**PROVIDED RECORDS**
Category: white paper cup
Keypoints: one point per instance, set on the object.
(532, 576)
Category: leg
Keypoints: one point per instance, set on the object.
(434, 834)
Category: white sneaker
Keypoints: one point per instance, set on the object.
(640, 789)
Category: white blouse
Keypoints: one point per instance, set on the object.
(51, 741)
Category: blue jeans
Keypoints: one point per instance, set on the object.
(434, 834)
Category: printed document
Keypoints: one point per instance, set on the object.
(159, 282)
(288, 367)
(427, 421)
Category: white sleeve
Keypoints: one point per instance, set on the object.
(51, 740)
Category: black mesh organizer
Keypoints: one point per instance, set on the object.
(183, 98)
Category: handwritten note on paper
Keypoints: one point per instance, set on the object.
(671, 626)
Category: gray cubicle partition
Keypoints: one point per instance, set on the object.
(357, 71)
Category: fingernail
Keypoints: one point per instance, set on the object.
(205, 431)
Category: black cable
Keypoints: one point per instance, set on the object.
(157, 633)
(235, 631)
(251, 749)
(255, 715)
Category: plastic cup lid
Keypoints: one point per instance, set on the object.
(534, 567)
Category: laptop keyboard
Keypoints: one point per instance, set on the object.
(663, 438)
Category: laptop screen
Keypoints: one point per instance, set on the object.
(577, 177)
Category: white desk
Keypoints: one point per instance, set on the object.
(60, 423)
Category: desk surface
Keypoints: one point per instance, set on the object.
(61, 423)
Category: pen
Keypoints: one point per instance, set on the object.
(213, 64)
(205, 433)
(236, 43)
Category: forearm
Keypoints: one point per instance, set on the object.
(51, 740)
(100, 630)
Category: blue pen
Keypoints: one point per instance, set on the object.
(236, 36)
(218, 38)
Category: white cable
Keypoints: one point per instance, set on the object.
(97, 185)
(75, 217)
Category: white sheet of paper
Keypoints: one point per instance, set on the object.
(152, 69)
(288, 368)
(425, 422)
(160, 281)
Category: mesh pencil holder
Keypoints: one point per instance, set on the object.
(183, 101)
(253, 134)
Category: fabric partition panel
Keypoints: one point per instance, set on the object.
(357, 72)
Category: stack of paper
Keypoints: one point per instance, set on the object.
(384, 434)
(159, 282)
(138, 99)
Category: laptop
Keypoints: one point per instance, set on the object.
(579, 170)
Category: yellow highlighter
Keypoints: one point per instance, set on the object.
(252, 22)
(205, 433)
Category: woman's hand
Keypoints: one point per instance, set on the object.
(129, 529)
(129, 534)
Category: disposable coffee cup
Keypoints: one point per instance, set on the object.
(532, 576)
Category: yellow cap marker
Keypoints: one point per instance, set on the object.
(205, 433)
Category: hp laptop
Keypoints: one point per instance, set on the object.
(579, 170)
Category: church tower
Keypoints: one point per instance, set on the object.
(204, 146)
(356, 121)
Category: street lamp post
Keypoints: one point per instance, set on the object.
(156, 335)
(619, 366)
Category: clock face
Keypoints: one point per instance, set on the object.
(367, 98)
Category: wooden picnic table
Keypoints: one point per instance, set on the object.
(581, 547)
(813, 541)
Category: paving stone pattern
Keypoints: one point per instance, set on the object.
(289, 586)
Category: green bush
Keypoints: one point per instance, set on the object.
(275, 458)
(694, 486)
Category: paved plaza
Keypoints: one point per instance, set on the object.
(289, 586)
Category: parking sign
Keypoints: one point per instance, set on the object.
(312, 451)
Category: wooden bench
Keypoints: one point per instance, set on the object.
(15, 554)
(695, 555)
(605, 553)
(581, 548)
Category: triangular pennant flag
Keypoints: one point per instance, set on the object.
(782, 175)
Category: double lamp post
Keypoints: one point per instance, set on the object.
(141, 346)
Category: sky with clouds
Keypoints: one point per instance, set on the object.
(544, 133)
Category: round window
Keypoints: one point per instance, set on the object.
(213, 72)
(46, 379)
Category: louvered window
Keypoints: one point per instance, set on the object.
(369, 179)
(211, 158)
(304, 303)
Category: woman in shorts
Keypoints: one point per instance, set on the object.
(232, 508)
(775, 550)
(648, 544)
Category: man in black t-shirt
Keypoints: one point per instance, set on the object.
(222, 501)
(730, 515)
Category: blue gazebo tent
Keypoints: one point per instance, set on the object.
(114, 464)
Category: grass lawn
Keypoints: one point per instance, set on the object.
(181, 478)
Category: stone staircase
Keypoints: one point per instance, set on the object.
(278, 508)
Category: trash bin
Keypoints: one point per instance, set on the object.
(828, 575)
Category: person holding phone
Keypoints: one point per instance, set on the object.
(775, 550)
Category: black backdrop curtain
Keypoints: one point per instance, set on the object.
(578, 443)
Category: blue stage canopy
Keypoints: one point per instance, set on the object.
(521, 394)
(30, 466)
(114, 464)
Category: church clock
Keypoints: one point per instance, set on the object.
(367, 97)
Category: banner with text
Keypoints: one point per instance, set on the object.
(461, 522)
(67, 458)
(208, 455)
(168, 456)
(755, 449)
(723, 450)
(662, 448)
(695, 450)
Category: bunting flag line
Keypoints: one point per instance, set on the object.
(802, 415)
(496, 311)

**EXERCISE REQUIREMENTS**
Would you write down every record again, exactly?

**RESULT OF THE EXERCISE**
Category: white paper cup
Keypoints: one point per instance, set on the object.
(532, 576)
Category: leg
Keypoints: one point per instance, set on the object.
(434, 834)
Category: white sneaker
Keypoints: one point per instance, set on the object.
(640, 789)
Category: white blouse
Keypoints: one point per instance, set on the object.
(51, 741)
Category: blue jeans
Keypoints: one point per instance, set on the object.
(434, 834)
Category: printed document
Keypoints: one point per instance, set on the object.
(159, 282)
(288, 367)
(427, 421)
Category: white sleeve
Keypoints: one point per instance, set on the object.
(51, 740)
Category: black mesh organizer
Keypoints: one point per instance, set on the object.
(183, 98)
Category: handwritten note on paper
Keypoints: one point per instance, set on the object.
(671, 626)
Category: gray cubicle partition
Keypoints: one point per instance, set on the object.
(357, 71)
Category: fingernail
Keypoints: one point per instance, set on the object.
(205, 431)
Category: black cable
Keypoints: one point per instance, set on the object.
(157, 633)
(235, 631)
(251, 749)
(255, 715)
Category: plastic cup lid
Keypoints: one point per instance, set on the object.
(534, 567)
Category: laptop keyboard
Keypoints: one point per instance, set on the object.
(663, 438)
Category: laptop screen
Keypoints: one point per instance, set on the object.
(577, 177)
Category: white desk
Keypoints: one point per instance, set on the object.
(60, 423)
Category: desk surface
Keypoints: one point per instance, set on the object.
(61, 423)
Category: pen
Keypoints: one point per instance, set on the object.
(213, 64)
(205, 433)
(236, 43)
Category: forearm
Keypoints: one point per instance, set on the object.
(51, 740)
(100, 630)
Category: blue pen
Keypoints: one point per instance, set on the object.
(236, 36)
(218, 38)
Category: white cable
Keypoints: one point per instance, set on the object.
(97, 185)
(75, 217)
Category: white sheet of paper
Keypoints: one point per instance, set on the object.
(152, 69)
(288, 368)
(425, 422)
(160, 281)
Category: mesh pencil holder
Keypoints: one point per instance, set on the object.
(183, 101)
(253, 134)
Category: fabric partition panel
Keypoints: one point per instance, set on the object.
(357, 72)
Category: stack of paper
Keypoints: one point per instance, set on the object.
(384, 434)
(159, 282)
(138, 99)
Category: laptop
Keypoints: one point per instance, set on the object.
(579, 170)
Category: yellow highlighter
Keypoints: one point per instance, set on the object.
(252, 22)
(205, 433)
Category: woman's hand
Keypoints: one point per instance, set on the object.
(129, 529)
(129, 534)
Category: disposable coffee cup
Keypoints: one point per instance, set on the object.
(532, 576)
Category: yellow cap marker
Keypoints: one point per instance, set on the object.
(205, 433)
Category: hp laptop
Keypoints: one point per instance, set on the object.
(579, 170)
Category: church tower
Keypoints: one point per instance, set on the object.
(204, 146)
(356, 121)
Category: street lamp post
Keypoints: one point per instance, set on the object.
(156, 335)
(619, 366)
Category: clock face
Keypoints: one point per instance, set on the object.
(367, 98)
Category: wooden picnic table
Keypoints: one point per instance, set on the object.
(581, 547)
(813, 541)
Category: paving stone pattern
Keypoints: one point per instance, set on the object.
(289, 586)
Category: green bush
Keypoints: one point per instance, set on the object.
(275, 458)
(694, 486)
Category: paved plaza
Keypoints: one point per instance, set on the object.
(289, 586)
Category: parking sign
Keypoints: one point per instance, set on the object.
(312, 451)
Category: wooden bench
Keypoints: one point per instance, set on the object.
(15, 554)
(695, 555)
(605, 553)
(581, 548)
Category: triangular pennant flag
Keypoints: one point per instance, set on the object.
(782, 175)
Category: double lamp post
Keypoints: one point per instance, set on the object.
(141, 346)
Category: sky with clouds
Keypoints: one point per instance, set on the object.
(544, 133)
Category: round window
Keypoints: one point per instance, set on the object.
(213, 72)
(46, 379)
Category: louvered window
Keypoints: one point per instance, set on the object.
(369, 179)
(211, 158)
(304, 303)
Category: woman in shorts
Keypoints: one point per instance, set on the object.
(232, 508)
(775, 550)
(648, 544)
Category: man in black t-shirt
Keypoints: one point per instance, set on the object.
(222, 501)
(730, 515)
Category: blue gazebo tent
Keypoints: one point per instance, set on the object.
(114, 464)
Category: grass lawn
Keypoints: one point per instance, set on the object.
(181, 478)
Category: stone staircase
Keypoints: one point per instance, set on the object.
(278, 508)
Category: trash bin
Keypoints: one point per instance, set on the object.
(828, 575)
Category: person holding phone
Keypoints: one point per instance, set on the object.
(775, 550)
Category: black backdrop curtain
Keypoints: one point per instance, set on the object.
(578, 443)
Category: blue stage canopy
Keypoints: one point per instance, set on the object.
(521, 394)
(30, 466)
(114, 464)
Category: church clock
Keypoints: one point per instance, set on the object.
(367, 97)
Category: banner with text
Keypoints: one point per instance, set on the object.
(461, 522)
(67, 458)
(208, 455)
(168, 456)
(755, 449)
(723, 450)
(662, 448)
(695, 450)
Category: bunting flag line
Keypoints: one point per instance, set on the object.
(802, 415)
(496, 311)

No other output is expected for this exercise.